Coordinate labeling data
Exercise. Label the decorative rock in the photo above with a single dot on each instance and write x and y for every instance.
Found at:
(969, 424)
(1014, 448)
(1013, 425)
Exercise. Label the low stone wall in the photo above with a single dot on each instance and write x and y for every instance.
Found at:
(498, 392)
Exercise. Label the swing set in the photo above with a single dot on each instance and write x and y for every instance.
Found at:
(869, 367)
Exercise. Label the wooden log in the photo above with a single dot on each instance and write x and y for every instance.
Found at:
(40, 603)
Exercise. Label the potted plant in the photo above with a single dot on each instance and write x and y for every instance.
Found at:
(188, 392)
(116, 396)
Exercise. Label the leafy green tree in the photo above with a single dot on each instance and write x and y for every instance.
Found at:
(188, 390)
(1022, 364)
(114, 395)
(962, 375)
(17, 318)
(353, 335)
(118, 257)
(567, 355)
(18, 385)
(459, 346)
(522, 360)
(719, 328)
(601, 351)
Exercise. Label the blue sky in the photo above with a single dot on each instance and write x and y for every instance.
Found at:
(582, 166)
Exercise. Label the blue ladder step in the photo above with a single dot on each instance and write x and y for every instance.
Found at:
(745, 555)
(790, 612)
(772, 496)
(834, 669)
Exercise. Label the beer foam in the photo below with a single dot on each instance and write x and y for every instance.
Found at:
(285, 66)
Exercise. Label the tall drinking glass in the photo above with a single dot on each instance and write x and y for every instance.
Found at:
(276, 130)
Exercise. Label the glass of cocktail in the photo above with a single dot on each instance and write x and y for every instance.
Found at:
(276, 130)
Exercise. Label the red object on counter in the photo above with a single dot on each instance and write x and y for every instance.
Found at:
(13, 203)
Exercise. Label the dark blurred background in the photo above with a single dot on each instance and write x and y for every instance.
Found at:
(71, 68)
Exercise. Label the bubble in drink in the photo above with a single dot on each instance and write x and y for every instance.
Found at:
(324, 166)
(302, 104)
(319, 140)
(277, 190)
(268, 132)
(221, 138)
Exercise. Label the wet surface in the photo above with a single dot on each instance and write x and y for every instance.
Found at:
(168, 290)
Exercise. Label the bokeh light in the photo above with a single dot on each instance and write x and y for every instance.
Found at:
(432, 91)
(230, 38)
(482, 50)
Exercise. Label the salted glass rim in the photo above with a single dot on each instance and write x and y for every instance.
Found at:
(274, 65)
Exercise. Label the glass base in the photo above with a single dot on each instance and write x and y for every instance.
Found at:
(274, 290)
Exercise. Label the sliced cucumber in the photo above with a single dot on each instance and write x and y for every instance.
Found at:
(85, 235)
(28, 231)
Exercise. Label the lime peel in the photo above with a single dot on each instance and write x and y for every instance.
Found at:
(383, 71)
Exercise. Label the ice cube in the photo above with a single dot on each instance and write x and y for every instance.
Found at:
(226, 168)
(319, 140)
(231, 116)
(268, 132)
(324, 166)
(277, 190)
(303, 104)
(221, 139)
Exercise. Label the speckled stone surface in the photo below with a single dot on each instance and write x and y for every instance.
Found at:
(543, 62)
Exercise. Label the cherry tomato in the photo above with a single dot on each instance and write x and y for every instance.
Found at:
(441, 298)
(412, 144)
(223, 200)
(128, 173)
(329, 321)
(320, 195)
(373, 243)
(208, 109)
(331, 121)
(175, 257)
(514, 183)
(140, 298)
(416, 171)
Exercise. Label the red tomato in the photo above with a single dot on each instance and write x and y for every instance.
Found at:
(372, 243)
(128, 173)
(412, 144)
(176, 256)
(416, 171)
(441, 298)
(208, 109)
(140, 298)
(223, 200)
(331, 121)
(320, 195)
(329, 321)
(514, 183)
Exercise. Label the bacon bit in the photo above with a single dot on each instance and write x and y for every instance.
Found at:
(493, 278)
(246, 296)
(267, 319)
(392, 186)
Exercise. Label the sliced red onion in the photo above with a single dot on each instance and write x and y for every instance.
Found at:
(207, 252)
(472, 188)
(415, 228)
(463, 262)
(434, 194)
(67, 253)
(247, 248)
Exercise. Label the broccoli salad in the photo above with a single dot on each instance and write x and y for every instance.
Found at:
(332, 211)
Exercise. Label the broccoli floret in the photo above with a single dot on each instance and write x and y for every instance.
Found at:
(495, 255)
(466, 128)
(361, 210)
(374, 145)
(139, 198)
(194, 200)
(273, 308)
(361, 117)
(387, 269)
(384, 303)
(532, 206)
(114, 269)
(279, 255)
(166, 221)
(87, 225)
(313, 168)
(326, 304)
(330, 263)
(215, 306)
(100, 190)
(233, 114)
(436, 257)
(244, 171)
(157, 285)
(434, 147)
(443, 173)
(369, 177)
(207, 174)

### [Prompt]
Rewrite the records starting at the line that contains "Exercise. Label the broccoli floret" and ending with the last line of the records, both included, keeping every line. Multiply each coordinate in the answers by 1.35 and round to whole numbers, with halves rounded up.

### [Task result]
Exercise. Label the broccoli floret in the photo above with a single dot on each instance and write x and y for every instance.
Found at:
(668, 344)
(629, 173)
(487, 284)
(505, 196)
(188, 267)
(262, 270)
(369, 416)
(487, 158)
(522, 363)
(518, 409)
(718, 278)
(154, 363)
(377, 344)
(224, 298)
(117, 304)
(423, 227)
(440, 410)
(446, 355)
(290, 413)
(135, 257)
(315, 154)
(589, 347)
(329, 231)
(212, 385)
(586, 198)
(598, 234)
(498, 239)
(279, 235)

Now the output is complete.